## Selected passage

= Beginning of Section =

Puzzle Dimension is easy to get into, but very hard to master. That’s a hallmark trait of any good puzzle game I suppose. As the player, you control a bright orb, or ball. Your goal is to roll over sunflowers and then roll through the exit. Doing so requires a lot of planning and careful balance.
Controls are simple — either the d-pad (which I recommend using) or the left stick moves your ball relative to the current direction the camera is facing. It’s important to remember that movement is camera relative; one false move will either leave you stranded, unable to complete the puzzle, or you will simply fall off the level and will have to start all over again. Restarting is something you can expect to do a whole lot if you do not have the patience to plan every move. That said, the right stick controls the camera. Players can also jump over a single tile with X.
Sounds simple enough, but even within the first ten levels, the challenge starts to become evident. The first hazard players face are cracked tiles; you can only touch these once before they crumble and disappear. If you are on the tile at that time, it’s game over. Knowing when to roll over or jump onto a cracked tile is key, but more often than not the solution lies in jumping over it completely. By jumping over a cracked tile, you’re saving it for later use, which you will likely need it for with some level designs being sort of ‘T’ shaped (meaning you have to cross the center line more than once). Other hazards include ice tiles that are represented in blue. These tiles can be touched once, but after that, they turn to ice and will send you sliding to an adjacent tile if you touch it again. Spiked, fire, and invisible tiles are also here to ruin your day as you unlock later levels.
Playing Puzzle Dimension is challenging and if you are not patient, it’s not really for you. Solving a level is rewarding, but the game does ask you to put up with a lot of frustration along the way. Completing a difficult level was more often than not a feeling of exasperation (“finally!”) than one of joy, but then again I’m not really a puzzle gamer, especially not one where an innocent false move means starting over.

= End of Section =

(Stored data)
= Beginning of Section =

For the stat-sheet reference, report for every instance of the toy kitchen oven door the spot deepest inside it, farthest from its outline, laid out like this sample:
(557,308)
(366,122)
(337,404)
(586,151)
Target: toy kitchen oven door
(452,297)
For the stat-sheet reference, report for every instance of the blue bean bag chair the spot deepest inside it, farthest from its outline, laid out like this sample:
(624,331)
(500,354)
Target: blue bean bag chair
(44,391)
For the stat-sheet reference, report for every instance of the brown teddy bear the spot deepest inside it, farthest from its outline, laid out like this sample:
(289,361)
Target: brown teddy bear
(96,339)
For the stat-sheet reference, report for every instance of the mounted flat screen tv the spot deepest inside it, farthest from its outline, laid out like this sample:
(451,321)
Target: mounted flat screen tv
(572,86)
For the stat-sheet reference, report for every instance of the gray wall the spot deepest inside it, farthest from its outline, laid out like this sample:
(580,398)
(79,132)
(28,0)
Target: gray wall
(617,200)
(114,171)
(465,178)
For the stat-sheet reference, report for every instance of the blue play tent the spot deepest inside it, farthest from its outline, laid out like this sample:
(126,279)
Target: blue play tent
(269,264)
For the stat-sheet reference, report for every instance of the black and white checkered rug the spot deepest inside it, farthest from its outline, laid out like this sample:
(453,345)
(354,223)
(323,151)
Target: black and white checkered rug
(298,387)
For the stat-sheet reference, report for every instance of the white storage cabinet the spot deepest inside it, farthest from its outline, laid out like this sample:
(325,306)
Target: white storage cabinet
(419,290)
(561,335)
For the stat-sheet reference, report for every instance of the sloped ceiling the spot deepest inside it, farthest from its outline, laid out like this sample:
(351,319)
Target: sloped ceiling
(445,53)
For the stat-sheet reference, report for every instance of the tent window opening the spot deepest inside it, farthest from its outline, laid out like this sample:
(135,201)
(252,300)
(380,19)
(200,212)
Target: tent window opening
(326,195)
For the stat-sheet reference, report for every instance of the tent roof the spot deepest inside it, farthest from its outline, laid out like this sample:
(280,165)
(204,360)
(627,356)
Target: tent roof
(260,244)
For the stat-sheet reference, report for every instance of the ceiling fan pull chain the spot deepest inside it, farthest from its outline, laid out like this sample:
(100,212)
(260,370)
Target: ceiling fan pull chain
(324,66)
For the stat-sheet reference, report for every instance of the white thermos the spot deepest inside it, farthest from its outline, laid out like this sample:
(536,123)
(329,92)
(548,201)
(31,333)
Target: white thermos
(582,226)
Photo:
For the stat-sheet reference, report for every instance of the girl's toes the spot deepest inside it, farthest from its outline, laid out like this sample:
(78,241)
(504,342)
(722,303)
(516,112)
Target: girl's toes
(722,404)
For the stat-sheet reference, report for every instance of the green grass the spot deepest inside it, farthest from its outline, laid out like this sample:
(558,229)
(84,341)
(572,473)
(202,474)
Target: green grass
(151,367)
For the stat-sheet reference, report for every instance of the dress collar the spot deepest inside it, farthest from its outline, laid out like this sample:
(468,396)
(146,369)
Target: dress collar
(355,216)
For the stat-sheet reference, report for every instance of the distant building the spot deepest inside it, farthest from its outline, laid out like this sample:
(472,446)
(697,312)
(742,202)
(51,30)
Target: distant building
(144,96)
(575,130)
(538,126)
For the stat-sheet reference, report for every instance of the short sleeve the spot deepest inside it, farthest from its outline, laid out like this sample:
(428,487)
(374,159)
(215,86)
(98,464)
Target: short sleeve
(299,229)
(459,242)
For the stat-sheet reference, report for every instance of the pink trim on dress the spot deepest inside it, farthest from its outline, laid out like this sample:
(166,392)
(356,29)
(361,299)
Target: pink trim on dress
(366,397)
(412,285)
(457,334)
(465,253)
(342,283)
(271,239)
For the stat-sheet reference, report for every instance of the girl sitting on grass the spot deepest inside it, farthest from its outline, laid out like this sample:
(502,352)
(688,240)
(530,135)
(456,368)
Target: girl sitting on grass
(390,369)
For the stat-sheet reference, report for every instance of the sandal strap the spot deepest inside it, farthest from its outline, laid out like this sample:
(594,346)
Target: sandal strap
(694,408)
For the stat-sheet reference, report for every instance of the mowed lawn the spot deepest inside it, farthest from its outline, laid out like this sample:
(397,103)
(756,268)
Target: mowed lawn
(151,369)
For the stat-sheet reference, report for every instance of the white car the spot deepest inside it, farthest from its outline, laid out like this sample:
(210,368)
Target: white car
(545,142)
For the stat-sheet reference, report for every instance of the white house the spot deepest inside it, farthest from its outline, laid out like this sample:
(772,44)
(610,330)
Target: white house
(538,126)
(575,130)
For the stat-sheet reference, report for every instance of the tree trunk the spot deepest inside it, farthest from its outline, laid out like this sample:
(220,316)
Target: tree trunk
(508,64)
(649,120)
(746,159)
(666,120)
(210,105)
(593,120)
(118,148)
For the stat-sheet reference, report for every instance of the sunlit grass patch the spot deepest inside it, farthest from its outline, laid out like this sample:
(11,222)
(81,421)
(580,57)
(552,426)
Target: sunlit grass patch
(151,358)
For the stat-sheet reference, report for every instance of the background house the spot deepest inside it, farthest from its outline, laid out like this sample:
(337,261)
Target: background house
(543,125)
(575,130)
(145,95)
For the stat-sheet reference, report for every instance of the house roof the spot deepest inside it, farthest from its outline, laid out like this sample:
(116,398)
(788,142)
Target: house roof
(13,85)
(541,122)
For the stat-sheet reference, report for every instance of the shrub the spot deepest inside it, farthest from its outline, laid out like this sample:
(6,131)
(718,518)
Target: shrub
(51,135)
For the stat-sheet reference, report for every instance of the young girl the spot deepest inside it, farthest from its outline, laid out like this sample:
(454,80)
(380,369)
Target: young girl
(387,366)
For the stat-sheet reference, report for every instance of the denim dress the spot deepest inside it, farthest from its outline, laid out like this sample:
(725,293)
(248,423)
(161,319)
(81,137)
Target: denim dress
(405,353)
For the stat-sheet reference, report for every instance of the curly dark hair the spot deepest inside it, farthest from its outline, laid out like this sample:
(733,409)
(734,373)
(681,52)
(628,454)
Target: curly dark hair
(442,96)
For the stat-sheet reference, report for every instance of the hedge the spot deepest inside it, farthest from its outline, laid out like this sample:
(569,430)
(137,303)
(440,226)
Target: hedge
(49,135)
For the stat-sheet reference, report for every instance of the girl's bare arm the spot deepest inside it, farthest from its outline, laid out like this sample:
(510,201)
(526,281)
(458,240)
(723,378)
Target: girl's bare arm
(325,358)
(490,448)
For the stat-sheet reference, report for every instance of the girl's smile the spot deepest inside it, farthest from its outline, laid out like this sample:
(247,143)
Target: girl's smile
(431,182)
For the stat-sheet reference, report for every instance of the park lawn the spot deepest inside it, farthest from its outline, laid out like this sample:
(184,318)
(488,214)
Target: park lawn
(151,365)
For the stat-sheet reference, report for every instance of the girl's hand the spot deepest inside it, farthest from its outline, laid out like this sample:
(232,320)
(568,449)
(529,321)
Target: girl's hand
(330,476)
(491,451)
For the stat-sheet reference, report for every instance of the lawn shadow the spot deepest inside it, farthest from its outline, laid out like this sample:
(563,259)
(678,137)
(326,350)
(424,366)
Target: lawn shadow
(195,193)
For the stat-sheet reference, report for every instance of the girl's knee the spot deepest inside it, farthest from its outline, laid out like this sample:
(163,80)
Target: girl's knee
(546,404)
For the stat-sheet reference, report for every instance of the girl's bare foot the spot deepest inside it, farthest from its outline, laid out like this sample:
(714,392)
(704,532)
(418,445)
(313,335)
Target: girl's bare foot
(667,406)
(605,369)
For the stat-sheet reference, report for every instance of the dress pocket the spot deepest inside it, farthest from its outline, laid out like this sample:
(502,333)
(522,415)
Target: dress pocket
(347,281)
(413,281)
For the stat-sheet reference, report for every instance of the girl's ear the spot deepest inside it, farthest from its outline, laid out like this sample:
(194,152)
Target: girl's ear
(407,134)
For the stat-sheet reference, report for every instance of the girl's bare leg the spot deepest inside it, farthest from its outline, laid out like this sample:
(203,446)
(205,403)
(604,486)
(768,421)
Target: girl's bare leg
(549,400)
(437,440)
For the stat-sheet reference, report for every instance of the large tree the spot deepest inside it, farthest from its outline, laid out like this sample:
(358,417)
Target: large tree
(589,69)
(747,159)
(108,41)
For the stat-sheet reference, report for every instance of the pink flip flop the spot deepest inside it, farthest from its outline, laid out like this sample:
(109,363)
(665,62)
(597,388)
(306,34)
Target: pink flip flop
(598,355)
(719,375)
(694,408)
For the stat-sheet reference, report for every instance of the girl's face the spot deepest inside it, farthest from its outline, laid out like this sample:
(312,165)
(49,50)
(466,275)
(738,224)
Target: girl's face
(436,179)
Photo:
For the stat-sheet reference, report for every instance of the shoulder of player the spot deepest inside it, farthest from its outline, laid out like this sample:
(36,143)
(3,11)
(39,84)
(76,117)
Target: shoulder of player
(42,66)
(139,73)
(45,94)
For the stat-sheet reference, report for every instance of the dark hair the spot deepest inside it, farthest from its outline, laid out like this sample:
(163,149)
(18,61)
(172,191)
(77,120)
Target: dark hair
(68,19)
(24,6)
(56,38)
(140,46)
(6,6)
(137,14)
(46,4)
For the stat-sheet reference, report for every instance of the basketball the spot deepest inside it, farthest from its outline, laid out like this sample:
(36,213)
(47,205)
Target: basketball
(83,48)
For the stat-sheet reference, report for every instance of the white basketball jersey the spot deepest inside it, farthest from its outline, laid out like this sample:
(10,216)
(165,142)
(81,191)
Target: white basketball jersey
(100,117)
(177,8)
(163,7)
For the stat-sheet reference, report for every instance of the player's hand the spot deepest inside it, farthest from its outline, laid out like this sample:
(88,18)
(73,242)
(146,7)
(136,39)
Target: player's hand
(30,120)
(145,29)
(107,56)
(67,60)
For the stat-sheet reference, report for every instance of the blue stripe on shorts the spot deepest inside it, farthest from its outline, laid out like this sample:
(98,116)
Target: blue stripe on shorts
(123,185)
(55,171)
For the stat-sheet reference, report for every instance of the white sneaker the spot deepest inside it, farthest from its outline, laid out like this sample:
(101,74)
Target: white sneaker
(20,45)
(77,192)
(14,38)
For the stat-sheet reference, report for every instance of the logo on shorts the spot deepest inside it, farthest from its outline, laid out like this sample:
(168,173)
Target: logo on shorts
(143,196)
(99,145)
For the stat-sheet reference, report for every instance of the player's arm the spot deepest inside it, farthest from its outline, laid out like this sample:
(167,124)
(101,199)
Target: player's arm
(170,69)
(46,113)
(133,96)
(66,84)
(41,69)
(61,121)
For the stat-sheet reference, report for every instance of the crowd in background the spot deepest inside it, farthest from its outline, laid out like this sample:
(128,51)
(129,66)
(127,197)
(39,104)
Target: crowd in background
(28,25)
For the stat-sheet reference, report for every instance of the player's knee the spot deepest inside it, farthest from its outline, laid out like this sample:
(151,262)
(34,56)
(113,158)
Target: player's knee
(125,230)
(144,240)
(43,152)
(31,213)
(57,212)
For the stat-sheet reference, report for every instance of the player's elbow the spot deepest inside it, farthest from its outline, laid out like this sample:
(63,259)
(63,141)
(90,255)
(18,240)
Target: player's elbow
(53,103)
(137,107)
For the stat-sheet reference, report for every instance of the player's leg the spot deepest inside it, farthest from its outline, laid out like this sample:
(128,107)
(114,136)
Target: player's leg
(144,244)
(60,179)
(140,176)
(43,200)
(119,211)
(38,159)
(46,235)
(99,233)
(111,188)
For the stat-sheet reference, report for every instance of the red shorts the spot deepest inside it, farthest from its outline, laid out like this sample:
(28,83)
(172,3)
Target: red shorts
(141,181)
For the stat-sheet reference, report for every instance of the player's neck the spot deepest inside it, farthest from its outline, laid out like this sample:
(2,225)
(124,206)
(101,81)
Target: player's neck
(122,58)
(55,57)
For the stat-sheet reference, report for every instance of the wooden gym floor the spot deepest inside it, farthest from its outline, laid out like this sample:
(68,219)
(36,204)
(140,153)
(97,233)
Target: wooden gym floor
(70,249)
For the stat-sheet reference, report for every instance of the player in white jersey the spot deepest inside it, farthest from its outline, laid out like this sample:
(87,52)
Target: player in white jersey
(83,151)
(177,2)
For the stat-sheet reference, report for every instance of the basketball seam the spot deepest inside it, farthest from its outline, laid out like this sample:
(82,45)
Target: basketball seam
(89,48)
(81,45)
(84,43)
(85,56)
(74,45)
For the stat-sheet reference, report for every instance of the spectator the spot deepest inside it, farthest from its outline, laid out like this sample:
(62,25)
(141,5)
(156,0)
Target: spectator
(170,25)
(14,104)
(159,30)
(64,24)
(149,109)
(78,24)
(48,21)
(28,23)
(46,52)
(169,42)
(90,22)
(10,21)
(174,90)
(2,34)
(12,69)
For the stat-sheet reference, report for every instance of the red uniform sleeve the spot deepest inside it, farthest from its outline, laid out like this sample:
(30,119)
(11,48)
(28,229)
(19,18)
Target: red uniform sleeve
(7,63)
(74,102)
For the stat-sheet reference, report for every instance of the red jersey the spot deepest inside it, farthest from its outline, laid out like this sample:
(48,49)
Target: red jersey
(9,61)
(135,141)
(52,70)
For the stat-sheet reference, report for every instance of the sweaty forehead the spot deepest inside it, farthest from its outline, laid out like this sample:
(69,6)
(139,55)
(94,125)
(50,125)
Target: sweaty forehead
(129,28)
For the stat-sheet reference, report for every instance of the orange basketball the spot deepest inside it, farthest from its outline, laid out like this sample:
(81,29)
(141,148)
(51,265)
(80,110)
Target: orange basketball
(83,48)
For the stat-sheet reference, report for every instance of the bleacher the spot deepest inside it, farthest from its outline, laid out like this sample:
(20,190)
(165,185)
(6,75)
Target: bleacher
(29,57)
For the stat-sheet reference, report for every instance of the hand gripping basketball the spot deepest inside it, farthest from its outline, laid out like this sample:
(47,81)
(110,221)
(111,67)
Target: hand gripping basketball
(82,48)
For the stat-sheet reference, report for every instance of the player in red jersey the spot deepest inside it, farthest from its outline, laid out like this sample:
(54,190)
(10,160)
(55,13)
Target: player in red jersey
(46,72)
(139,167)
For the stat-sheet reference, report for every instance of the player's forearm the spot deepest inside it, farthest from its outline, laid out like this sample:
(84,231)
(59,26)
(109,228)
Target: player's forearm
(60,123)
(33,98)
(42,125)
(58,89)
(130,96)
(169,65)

= End of Section =

## Brief 1
In the Puzzle Dimension review, which button lets players jump over a single tile?
## Brief 2
Retype the Puzzle Dimension review from "Puzzle Dimension is easy" up to and including "and careful balance.".

## Worked solution 1
The X button.

## Worked solution 2
Puzzle Dimension is easy to get into, but very hard to master. That’s a hallmark trait of any good puzzle game I suppose. As the player, you control a bright orb, or ball. Your goal is to roll over sunflowers and then roll through the exit. Doing so requires a lot of planning and careful balance.